> **Documento fuente**
-*-*-

Reparemos únicamente en la caracterización por el escribidor de aquellos a quienes el Che convoca: “humildes campesinos..., zona remota”, hacen referencia a sectores atrasados, ignorantes, pre-modernos, no ilustrados. Despreciables, por tanto. Son, además, “atávicamente idólatras”. Extraviados. Esto quiere decir son condenables, como animales enfermos. Culpables. Si esta fuera toda la historia, estarían bien convocados por el chancho, cuyo gran referente es el Matadero. Pero no es toda la historia. Esos campesinos humildes son también sujetos humanos negados, dolidos, esperanzados. Y es desde estas negaciones, dolor y esperanza que se hacen interlocutores no de Guevara, ni del Cerdo, sino del Che. Che Comandante. Un comandante es quien encabeza y dirige la construcción de un Orden Nuevo. Por ello, no hay manera de destruir al Comandante arrojándole mierda a Ernesto Guevara De la Serna. La única manera de destruir su mito es transformando la existencia y la sobrevivencia de las víctimas que se desean sujetos en efectiva vida humana para todos. Y entonces el Che no sería, para los sectores populares, Mito Comandante, sino San Ernesto.
El escribidor desacierta todo, entonces, cuando quiere destruir un mito popular apelando a que campesinos, obreros, jóvenes, mujeres, indígenas, ecologistas, etc., acepten los “hechos” que les entregan la racionalización dominante, los “hombres honestos” y las buenas costumbres. Dicho sea, de paso, ese tipo de ataques ni siquiera logra, como hemos visto, desmontar los mecanismos de la iconografía.
Y puesto que lo mencionamos, agreguemos que en el talante histórico de Guevara nunca figuró como obsesión el ser icono. Lo expresa bien la contrapropuesta que de él hizo un admirador alemán. Construyó un cartel que dice: “Compañeros: Tengo un poster de todos ustedes en mi casa. Che”[61]. Era más bien tímido. No quiso ser icono. Y su manera de apurar la vida lo hizo mito popular.
Ya hemos discutido bastante estas cuestiones. Finalicemos con un testimonio. Entrevistan en La Habana a alguien que combatió con Guevara: “Ustedes, los guevaristas, los hombres que vivieron junto al Che dan la impresión de tener una huella, con la Z en la frente con la que marcaba el Zorro”. Y el luchador contesta: “Nosotros éramos unos pobres diablos que quién sabe a dónde nos iría a llevar la vida y estábamos esperando encontrarnos con un ser humano como el Che”. Termina el entrevistador: “Se hace un largo silencio. Luego se oye un sollozo. Uno no sabe qué más preguntar”[62].

-*-*-

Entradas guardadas
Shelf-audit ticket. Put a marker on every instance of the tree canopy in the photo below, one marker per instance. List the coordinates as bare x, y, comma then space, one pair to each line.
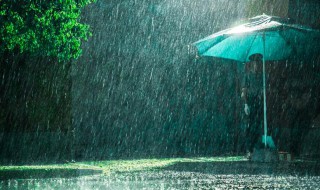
43, 28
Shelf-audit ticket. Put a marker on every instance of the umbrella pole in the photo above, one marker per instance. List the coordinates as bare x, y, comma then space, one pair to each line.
264, 91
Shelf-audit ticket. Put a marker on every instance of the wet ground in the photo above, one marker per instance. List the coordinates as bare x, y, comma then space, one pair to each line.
206, 175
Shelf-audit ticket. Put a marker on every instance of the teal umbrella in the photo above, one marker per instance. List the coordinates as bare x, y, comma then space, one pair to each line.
273, 37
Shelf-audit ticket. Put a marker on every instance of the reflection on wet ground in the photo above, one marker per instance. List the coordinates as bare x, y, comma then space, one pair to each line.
207, 175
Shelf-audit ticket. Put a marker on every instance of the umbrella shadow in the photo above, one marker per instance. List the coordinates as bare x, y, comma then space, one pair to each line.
249, 168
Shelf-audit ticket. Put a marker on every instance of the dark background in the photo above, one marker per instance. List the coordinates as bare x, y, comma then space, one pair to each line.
139, 91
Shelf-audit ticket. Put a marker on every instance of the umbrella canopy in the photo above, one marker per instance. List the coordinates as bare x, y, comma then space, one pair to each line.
281, 40
272, 37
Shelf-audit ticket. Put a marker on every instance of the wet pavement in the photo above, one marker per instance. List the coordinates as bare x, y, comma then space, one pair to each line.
184, 175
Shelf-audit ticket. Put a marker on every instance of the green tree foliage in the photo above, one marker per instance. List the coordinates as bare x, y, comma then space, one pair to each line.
43, 28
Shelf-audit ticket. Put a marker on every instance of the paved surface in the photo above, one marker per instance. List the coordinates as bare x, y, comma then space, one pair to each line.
223, 175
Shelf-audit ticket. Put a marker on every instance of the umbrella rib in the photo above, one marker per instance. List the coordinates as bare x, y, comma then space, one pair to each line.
251, 46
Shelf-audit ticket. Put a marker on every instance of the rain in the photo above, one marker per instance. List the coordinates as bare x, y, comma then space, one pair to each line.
143, 107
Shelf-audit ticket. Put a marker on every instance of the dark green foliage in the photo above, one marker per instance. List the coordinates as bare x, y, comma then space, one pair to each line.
43, 28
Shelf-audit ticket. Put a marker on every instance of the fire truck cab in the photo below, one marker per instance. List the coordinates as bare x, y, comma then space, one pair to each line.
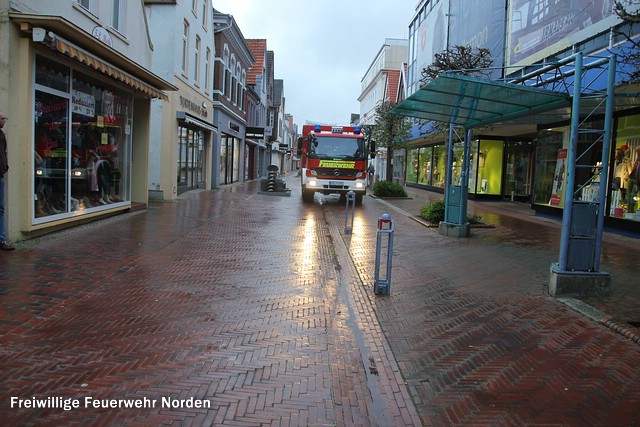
333, 161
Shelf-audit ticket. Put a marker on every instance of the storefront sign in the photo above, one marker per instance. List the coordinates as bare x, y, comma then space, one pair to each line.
83, 103
103, 35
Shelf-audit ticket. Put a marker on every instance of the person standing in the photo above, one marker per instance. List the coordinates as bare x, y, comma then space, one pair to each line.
4, 167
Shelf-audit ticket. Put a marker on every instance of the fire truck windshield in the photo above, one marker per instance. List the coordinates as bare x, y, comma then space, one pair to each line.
327, 147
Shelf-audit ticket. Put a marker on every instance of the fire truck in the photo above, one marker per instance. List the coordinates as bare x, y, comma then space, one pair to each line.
333, 161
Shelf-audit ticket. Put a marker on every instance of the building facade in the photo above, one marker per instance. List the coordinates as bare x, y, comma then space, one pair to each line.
232, 61
527, 161
182, 130
77, 86
257, 110
376, 87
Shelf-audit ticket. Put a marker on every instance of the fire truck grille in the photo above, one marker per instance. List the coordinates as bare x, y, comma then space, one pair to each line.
341, 173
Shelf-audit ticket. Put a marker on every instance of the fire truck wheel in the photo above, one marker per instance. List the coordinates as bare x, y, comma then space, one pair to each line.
307, 196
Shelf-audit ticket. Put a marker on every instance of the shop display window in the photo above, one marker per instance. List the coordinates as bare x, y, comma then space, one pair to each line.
426, 165
51, 162
490, 157
190, 158
457, 163
519, 169
548, 186
625, 185
82, 142
439, 166
413, 158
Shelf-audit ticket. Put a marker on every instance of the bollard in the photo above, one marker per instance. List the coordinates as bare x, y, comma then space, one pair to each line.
272, 173
385, 227
351, 204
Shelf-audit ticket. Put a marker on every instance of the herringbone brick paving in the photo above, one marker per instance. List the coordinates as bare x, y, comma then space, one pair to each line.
264, 307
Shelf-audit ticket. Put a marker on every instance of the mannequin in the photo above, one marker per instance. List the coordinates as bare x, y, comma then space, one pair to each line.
621, 170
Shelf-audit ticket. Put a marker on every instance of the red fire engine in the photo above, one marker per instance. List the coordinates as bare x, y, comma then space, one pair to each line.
333, 161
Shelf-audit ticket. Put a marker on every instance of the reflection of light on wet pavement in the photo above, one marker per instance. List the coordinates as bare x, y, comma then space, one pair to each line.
309, 244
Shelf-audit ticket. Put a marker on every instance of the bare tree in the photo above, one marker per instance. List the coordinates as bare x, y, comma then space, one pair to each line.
461, 59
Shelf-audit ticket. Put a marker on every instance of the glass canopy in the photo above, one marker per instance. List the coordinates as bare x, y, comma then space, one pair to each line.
472, 102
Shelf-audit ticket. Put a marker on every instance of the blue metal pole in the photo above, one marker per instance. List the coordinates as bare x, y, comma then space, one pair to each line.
606, 150
447, 178
571, 165
464, 178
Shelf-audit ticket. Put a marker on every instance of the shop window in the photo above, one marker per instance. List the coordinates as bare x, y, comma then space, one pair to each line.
204, 13
426, 166
519, 169
551, 157
190, 158
439, 166
185, 48
207, 70
51, 159
457, 163
118, 10
81, 145
196, 67
625, 184
490, 157
413, 165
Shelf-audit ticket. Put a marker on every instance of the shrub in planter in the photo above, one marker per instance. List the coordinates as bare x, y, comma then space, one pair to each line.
433, 213
388, 189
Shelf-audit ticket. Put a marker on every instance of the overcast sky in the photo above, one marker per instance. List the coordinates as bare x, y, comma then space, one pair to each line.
322, 48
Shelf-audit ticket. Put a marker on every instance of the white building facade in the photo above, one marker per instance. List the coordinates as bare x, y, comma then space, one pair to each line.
391, 57
182, 129
75, 80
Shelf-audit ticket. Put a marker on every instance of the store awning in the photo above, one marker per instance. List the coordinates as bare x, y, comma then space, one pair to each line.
75, 42
92, 61
187, 118
472, 102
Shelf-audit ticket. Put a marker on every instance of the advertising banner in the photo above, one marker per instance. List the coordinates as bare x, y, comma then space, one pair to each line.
431, 37
479, 24
538, 29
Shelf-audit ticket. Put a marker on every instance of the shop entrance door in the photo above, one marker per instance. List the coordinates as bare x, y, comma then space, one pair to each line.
518, 171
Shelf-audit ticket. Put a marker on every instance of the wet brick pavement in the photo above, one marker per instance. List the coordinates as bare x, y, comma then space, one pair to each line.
263, 307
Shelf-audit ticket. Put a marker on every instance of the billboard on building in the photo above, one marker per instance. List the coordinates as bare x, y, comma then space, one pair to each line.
431, 36
479, 24
540, 28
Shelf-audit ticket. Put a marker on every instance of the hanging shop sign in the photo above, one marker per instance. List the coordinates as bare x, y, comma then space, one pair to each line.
198, 108
103, 35
83, 103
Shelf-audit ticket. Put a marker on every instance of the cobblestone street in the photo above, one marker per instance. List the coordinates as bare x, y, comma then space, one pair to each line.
260, 310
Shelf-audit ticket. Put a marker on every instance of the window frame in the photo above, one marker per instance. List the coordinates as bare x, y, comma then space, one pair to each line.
185, 48
196, 67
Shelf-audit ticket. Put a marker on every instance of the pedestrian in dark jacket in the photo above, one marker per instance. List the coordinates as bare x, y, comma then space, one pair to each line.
4, 167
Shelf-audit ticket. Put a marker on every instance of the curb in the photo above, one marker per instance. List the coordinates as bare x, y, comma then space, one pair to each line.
602, 318
623, 329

-*-*-

> **Tu tarea**
Transcribe sin cambios el fragmento del texto sobre el Che que comienza en "El escribidor desacierta" y termina en "de la iconografía.".

> **Solución de la tarea**
El escribidor desacierta todo, entonces, cuando quiere destruir un mito popular apelando a que campesinos, obreros, jóvenes, mujeres, indígenas, ecologistas, etc., acepten los “hechos” que les entregan la racionalización dominante, los “hombres honestos” y las buenas costumbres. Dicho sea, de paso, ese tipo de ataques ni siquiera logra, como hemos visto, desmontar los mecanismos de la iconografía.